▶ **Supplied passage**:
== Segment start ==
Grid with only one cell
How to Handle:
Return true if the single cell contains a parenthesis, otherwise false.
Grid with mismatched starting/ending parentheses
How to Handle:
If the starting cell is ')' or the ending cell is '(', a valid path is impossible, so return false.
Long path exceeding maximum recursion depth (if using recursion)
How to Handle:
Use dynamic programming (memoization) or iterative approach to avoid stack overflow errors.
Grid containing non-parenthesis characters
How to Handle:
Treat non-parenthesis characters as invalid input and return false.
No valid path exists despite balanced parentheses in the grid
How to Handle:
The algorithm should explore all possible paths and correctly return false if no valid path exists.
Large grid dimensions impacting memory usage
How to Handle:
Optimize memory usage by using techniques like bitmasking to represent the parenthesis balance, or using an in-place modification approach if allowed and feasible.
Grid with only opening or only closing parentheses preventing balance
How to Handle:
The path will never become balanced, leading to no valid path and return false.
== Segment end ==
Reproduce the part of the grid edge-case notes that begins at the words "Grid with mismatched" and stops after "(if using recursion)", substituting "unattainable" for "impossible".

▶ **Supplied records**:
== Segment start ==
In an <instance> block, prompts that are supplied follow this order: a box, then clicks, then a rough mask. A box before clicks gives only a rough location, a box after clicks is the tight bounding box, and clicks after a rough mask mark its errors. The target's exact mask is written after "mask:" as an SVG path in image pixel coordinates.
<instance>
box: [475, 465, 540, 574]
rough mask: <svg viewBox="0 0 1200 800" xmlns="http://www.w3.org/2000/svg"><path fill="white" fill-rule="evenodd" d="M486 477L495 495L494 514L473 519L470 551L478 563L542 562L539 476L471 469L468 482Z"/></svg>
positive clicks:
== Segment end ==
== Segment start ==
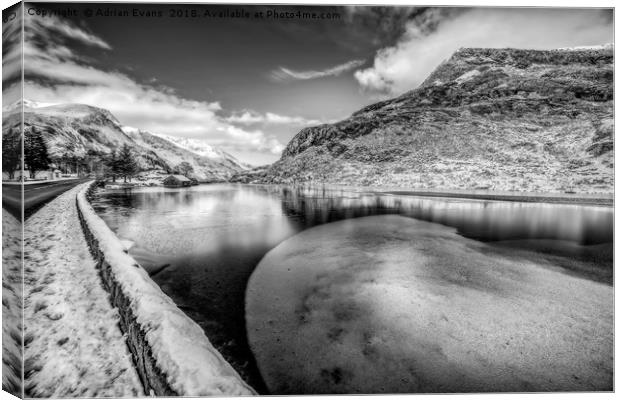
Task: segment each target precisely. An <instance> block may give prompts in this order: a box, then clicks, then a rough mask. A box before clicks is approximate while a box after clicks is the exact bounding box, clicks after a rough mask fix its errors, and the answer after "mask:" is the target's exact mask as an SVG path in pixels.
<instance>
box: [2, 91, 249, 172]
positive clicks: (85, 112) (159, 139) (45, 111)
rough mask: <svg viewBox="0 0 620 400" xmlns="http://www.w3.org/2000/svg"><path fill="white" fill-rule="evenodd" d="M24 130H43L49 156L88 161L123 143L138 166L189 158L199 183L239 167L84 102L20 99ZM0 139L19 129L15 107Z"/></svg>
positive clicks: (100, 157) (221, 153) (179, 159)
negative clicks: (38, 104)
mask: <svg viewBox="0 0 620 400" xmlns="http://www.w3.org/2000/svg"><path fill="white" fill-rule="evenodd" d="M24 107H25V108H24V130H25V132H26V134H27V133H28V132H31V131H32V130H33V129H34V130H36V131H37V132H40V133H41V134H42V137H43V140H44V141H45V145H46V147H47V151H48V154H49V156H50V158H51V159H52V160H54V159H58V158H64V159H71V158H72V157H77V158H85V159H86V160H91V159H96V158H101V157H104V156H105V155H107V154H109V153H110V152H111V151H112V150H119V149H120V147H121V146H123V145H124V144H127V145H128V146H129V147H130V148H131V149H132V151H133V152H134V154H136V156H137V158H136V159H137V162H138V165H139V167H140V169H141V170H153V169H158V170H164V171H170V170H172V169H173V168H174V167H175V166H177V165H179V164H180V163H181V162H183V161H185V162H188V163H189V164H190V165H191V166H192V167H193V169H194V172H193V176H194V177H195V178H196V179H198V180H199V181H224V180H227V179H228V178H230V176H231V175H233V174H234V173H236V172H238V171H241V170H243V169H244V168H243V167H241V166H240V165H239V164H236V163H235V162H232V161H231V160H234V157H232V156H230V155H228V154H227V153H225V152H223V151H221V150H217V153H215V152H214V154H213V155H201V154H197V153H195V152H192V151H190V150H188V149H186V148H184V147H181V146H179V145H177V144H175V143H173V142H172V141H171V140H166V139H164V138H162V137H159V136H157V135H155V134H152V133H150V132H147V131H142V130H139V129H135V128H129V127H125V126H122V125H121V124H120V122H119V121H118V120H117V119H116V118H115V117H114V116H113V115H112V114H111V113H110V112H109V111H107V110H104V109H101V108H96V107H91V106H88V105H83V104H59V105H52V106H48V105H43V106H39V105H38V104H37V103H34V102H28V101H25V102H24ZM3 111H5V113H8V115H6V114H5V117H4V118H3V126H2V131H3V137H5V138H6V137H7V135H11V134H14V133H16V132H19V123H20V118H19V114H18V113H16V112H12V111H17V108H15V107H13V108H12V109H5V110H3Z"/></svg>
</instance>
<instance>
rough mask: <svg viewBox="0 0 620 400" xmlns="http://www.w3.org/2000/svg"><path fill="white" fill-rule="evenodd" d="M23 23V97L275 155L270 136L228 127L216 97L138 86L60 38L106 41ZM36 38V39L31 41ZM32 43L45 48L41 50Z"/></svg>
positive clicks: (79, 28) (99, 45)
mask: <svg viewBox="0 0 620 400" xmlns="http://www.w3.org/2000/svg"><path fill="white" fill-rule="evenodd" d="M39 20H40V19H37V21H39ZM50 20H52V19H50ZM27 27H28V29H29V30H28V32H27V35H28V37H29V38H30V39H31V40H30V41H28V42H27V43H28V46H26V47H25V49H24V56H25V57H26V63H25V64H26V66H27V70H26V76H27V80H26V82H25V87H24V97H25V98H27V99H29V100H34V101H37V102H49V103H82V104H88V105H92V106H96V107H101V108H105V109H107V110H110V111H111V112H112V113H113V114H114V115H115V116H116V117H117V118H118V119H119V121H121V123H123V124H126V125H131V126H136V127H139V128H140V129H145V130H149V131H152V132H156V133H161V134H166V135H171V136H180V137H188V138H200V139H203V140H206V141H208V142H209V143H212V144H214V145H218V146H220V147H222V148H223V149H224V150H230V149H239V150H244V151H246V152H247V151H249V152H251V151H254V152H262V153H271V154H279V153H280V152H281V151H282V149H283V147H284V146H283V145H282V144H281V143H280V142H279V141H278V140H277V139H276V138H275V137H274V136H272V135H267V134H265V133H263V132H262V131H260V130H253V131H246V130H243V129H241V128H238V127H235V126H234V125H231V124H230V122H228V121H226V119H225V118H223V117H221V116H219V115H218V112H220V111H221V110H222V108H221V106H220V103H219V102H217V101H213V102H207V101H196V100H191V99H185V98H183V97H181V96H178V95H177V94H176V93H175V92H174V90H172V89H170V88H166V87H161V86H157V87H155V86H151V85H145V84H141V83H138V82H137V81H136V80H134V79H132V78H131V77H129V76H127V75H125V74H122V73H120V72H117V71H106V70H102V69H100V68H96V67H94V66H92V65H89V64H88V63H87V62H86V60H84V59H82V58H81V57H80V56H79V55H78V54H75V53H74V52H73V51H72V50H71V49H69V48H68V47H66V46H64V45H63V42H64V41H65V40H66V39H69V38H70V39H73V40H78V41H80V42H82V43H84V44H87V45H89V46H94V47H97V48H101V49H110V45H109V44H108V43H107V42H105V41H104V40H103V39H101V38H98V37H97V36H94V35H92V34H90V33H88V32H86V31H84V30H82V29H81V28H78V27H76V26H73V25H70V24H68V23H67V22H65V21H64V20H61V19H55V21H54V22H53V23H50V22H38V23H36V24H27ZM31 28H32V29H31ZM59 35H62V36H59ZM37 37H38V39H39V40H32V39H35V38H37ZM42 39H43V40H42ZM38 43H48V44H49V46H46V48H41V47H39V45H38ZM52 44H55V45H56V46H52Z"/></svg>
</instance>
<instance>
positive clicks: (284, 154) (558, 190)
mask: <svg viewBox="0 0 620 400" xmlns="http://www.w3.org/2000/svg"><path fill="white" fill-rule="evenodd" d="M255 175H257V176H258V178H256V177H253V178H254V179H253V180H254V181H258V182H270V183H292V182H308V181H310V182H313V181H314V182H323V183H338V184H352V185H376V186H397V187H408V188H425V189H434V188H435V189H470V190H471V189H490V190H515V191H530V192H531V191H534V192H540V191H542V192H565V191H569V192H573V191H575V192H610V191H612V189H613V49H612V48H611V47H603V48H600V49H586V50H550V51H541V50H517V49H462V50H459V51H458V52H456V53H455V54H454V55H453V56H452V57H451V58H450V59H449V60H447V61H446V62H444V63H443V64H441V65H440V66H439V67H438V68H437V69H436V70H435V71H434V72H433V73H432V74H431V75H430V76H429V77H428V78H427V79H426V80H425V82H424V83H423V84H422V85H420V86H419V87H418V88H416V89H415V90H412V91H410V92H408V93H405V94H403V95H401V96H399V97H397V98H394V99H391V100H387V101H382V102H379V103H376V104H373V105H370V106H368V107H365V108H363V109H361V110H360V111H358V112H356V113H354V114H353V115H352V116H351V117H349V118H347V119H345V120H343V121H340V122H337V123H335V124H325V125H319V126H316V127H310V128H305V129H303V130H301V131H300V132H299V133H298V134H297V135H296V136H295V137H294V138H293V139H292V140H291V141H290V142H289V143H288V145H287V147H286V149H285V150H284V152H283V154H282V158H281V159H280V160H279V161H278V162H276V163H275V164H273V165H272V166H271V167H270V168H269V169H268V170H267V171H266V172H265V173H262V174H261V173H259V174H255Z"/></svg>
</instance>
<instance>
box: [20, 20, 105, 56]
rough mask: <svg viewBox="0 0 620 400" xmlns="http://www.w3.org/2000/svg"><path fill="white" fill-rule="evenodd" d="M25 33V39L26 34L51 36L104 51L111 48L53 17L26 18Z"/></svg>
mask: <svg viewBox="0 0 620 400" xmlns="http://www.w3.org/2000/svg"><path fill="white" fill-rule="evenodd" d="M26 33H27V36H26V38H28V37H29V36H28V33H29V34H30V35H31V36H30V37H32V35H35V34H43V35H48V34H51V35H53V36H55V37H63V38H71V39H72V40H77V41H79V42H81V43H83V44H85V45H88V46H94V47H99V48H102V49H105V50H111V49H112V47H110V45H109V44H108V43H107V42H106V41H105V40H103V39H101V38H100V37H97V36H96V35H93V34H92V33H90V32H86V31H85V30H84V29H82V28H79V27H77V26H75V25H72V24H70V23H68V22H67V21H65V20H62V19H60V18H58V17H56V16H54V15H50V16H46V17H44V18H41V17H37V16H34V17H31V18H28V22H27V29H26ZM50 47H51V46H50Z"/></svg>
== Segment end ==
▶ **Answer to the exercise**:
Grid with mismatched starting/ending parentheses
How to Handle:
If the starting cell is ')' or the ending cell is '(', a valid path is unattainable, so return false.
Long path exceeding maximum recursion depth (if using recursion)